----- Bagian Teks -----

Pemprov Ingkar Janji, Warga Kampung Pulo: Dari Pagi Nangis
JAKARTA, SATUHARAPAN.COM – Janji pemerintah untuk warga Kampung Pulo belum sepenuhnya dipenuhi. Kompensasi 1,5 kali pemberian unit rusun dihitung dari konversi luas lahan bangunan yang telah diwacanakan faktanya tak sesuai di lapangan. Terisak, warga bantaran kali Ciliwung bernama Rohani Asmara (51) mengungkapkan kekecewaannya terhadap ulah para pejabat kerah putih kepada satuharapan.com, Kamis (20/8).
“Saya sedih, dari pagi nangis. Pemerintah nggak nepatin janjinya. Lahan saya luasnya 186 meter persegi, tapi saya hanya dapat satu rumah susun. Padahal, rumah saya itu ditinggali dua kepala keluarga, jumlahnya tujuh orang yang tinggal di situ. Mana mungkin satu rusun muat untuk tujuh orang?” ujar Rohani sembari mengusap air mata dengan kerudungnya.
Ia masih saja berdiri di depan rumahnya meski petugas telah meruntuhkan sedikit demi sedikit tembok permanen bercat putih tersebut. Berulang kali, ia menyebut nama Gubernur DKI Jakarta Basuki Tjahaja Purnama (Ahok).
“Pak Ahok nggak ngerti masalah yang beginian. Saya sudah lapor lurah, tapi tetap nggak dapat. Alasannya macam-macam karena suratnya harus dua. Mana mungkin surat pembeliannya dua. Ini kan rumah cuma satu. Masa mau dibagi-bagi?” katanya.
Bila pemerintah konsisten dengan janjinya, Rohani seharusnya mendapatkan delapan unit rusun yang telah disediakan. Rusun itu boleh ditinggali sendiri ataupun disewakan. Pengkhususan pemberian kompensasi untuk warga yang terdampak penertiban di wilayah Kampung Pulo ini dilakukan karena mereka sebelumnya telah memiliki surat pembelian lahan.
Mereka juga mengaku telah membayar Pajak Bumi dan Bangunan (PBB) tiap tahun kendati lahan-lahan itu tak bersertifikat. Jumlah PBB yang dibayarkan besarannya berbeda-beda. Untuk luas rumah 186 meter persegi seperti milik Rohani, pajak yang harus dibayar ialah Rp 145.000. Ada pula yang membayar Rp 15.000 hingga Rp 20.000 per blok per tahun. Pembayaran ditandatangani ketua RT/RW dan lurah setempat.

----- Informasi yang Diberikan -----

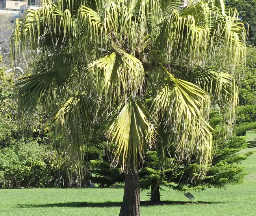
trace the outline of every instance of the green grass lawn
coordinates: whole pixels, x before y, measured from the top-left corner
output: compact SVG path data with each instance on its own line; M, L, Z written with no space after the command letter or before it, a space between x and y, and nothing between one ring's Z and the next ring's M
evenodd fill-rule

-----

▶ **Tugas Diberikan**
Ubah bagian berita tentang penggusuran Kampung Pulo yang dimulai dengan "Bila pemerintah konsisten" dan berlanjut sampai "dan lurah setempat." dengan mengganti "delapan" menjadi "enam", lalu tuliskan bagian itu kembali.

▶ **Jawaban Lengkap**
Bila pemerintah konsisten dengan janjinya, Rohani seharusnya mendapatkan enam unit rusun yang telah disediakan. Rusun itu boleh ditinggali sendiri ataupun disewakan. Pengkhususan pemberian kompensasi untuk warga yang terdampak penertiban di wilayah Kampung Pulo ini dilakukan karena mereka sebelumnya telah memiliki surat pembelian lahan.
Mereka juga mengaku telah membayar Pajak Bumi dan Bangunan (PBB) tiap tahun kendati lahan-lahan itu tak bersertifikat. Jumlah PBB yang dibayarkan besarannya berbeda-beda. Untuk luas rumah 186 meter persegi seperti milik Rohani, pajak yang harus dibayar ialah Rp 145.000. Ada pula yang membayar Rp 15.000 hingga Rp 20.000 per blok per tahun. Pembayaran ditandatangani ketua RT/RW dan lurah setempat.